• Your goal: Locate "the puppy head" in the listing below, then output the line holding it and every line after it, exactly and with nothing else.

• The records:
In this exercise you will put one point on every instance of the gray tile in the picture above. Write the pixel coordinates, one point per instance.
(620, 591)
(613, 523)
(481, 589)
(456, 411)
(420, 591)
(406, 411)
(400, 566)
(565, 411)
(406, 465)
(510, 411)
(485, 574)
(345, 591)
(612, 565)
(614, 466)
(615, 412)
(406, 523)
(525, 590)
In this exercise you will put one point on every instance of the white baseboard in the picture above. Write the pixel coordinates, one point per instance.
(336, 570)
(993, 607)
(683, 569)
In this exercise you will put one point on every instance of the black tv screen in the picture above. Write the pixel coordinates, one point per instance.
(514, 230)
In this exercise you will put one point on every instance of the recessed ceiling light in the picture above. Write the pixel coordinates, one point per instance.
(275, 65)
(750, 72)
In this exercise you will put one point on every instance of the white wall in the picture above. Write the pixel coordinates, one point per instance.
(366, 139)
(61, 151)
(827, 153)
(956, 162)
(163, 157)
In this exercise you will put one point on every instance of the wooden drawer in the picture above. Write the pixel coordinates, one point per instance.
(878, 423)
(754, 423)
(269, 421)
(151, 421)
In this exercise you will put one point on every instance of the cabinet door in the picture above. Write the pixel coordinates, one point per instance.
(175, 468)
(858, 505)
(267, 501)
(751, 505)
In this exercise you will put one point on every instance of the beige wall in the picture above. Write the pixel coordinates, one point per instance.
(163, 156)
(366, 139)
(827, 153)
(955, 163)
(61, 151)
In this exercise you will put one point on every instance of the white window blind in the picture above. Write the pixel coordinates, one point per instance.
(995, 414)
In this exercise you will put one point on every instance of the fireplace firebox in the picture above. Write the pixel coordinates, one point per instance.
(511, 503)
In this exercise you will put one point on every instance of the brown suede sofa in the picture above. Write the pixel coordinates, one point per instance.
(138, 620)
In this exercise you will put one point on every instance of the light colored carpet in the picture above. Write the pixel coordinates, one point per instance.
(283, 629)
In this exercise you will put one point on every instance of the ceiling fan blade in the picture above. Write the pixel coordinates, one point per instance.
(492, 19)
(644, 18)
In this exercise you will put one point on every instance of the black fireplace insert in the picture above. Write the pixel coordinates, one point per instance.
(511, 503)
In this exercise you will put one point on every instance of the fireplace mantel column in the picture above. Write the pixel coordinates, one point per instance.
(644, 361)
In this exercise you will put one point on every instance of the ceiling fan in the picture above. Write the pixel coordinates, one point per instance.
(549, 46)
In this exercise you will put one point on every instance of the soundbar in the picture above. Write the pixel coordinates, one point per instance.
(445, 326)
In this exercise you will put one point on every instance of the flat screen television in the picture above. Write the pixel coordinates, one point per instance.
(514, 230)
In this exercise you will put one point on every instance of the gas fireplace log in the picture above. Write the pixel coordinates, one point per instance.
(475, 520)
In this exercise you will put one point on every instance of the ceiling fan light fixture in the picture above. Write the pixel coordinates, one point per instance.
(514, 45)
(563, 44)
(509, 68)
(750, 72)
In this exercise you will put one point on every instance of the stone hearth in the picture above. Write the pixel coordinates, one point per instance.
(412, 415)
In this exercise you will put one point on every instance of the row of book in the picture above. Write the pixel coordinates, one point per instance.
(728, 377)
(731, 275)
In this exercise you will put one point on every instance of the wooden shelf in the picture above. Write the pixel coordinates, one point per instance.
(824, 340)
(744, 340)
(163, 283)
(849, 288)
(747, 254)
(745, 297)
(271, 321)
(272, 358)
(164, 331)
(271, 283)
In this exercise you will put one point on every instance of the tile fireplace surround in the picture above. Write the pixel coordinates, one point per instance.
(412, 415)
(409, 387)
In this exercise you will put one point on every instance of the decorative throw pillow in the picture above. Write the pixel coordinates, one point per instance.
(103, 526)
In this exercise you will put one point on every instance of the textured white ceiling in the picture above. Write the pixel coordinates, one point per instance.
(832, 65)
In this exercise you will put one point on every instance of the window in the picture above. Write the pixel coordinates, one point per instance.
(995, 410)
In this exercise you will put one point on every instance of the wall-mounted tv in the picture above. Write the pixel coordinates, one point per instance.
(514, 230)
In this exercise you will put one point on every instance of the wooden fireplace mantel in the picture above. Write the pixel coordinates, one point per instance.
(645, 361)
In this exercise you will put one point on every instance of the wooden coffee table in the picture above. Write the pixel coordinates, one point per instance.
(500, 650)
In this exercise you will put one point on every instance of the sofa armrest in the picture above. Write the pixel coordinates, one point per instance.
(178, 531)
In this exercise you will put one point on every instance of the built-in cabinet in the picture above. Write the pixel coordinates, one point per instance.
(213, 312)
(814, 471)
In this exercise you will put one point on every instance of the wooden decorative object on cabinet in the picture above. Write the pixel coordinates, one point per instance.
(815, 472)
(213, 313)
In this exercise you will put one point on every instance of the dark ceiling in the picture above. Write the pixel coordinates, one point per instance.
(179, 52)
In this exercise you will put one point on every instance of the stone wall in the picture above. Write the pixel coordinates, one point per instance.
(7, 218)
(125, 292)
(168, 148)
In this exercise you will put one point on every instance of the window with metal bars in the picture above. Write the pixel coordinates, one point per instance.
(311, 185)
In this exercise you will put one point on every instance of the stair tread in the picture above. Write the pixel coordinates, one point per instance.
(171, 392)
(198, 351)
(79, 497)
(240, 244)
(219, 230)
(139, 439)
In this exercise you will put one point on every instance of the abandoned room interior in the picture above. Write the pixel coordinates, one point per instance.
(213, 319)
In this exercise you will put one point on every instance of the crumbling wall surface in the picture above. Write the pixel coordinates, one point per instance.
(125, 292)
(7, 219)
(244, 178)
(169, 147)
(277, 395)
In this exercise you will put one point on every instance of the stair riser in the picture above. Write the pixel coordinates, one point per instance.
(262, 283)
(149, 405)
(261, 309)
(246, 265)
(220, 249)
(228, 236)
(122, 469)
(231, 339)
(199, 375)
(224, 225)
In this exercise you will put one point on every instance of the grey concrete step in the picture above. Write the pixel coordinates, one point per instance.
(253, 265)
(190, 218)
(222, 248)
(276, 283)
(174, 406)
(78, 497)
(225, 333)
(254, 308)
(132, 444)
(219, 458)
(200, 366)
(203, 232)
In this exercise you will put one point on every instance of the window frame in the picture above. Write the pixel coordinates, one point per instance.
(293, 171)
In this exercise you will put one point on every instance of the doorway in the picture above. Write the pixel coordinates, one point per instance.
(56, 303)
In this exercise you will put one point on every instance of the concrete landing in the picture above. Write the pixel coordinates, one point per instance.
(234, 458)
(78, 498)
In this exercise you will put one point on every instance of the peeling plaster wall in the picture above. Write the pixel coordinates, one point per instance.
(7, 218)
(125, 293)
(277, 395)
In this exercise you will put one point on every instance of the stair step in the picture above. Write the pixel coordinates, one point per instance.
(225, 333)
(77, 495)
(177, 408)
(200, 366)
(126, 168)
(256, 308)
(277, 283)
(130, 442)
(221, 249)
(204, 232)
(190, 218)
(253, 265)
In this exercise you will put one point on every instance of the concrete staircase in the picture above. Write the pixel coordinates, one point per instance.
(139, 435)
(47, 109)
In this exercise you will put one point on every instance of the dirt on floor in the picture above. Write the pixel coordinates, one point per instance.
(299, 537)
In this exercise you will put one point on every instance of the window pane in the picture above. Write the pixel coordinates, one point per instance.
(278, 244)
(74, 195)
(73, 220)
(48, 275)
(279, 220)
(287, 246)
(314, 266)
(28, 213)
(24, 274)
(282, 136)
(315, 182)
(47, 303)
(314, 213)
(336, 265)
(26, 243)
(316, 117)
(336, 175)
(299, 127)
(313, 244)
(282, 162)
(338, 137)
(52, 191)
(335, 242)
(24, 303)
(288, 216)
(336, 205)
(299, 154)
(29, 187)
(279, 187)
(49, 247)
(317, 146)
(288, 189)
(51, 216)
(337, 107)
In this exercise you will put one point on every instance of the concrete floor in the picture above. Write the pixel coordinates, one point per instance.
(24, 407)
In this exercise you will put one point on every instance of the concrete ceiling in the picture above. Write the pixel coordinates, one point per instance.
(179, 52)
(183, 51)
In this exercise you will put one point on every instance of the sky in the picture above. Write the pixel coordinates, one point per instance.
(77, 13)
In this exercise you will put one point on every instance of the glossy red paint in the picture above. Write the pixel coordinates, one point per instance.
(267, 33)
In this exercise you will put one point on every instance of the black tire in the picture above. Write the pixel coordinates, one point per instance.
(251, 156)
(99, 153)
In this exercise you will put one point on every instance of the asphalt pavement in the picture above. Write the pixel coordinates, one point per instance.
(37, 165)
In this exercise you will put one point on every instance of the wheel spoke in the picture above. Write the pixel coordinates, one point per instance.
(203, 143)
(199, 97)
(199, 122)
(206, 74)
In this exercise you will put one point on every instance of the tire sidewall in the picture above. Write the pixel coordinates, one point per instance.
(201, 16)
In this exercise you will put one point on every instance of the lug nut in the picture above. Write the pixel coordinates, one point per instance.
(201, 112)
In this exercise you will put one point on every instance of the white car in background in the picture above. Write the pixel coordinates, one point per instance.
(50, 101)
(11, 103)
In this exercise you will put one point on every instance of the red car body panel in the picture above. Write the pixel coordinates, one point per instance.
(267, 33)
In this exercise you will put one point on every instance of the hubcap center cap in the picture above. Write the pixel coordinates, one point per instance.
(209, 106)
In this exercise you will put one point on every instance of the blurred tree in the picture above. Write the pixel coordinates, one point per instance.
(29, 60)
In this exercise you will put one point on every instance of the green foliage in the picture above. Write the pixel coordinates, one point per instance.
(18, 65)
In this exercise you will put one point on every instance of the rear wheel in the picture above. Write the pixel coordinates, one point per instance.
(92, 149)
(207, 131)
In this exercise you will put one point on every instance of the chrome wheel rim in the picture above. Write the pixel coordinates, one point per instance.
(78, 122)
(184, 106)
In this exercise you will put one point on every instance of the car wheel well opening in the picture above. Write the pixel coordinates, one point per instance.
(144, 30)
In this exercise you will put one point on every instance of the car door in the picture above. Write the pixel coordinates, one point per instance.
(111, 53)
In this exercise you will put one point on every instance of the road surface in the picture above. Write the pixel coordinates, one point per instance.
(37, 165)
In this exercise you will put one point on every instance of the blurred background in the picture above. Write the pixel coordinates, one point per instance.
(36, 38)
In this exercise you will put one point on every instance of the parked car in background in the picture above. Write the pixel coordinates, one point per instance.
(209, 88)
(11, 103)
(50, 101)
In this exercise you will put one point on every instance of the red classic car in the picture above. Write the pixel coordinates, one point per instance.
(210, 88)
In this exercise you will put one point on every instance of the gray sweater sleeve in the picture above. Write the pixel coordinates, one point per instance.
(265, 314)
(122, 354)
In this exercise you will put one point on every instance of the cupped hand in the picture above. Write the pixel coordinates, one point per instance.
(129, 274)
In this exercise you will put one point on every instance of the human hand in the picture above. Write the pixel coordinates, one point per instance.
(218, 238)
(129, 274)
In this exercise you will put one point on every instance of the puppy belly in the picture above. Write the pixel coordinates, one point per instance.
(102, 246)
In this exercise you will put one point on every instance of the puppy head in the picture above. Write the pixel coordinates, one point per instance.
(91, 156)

• Answer below:
In this exercise you will put one point on every instance of the puppy head in the picture above. Write the pixel coordinates, one point per instance.
(91, 156)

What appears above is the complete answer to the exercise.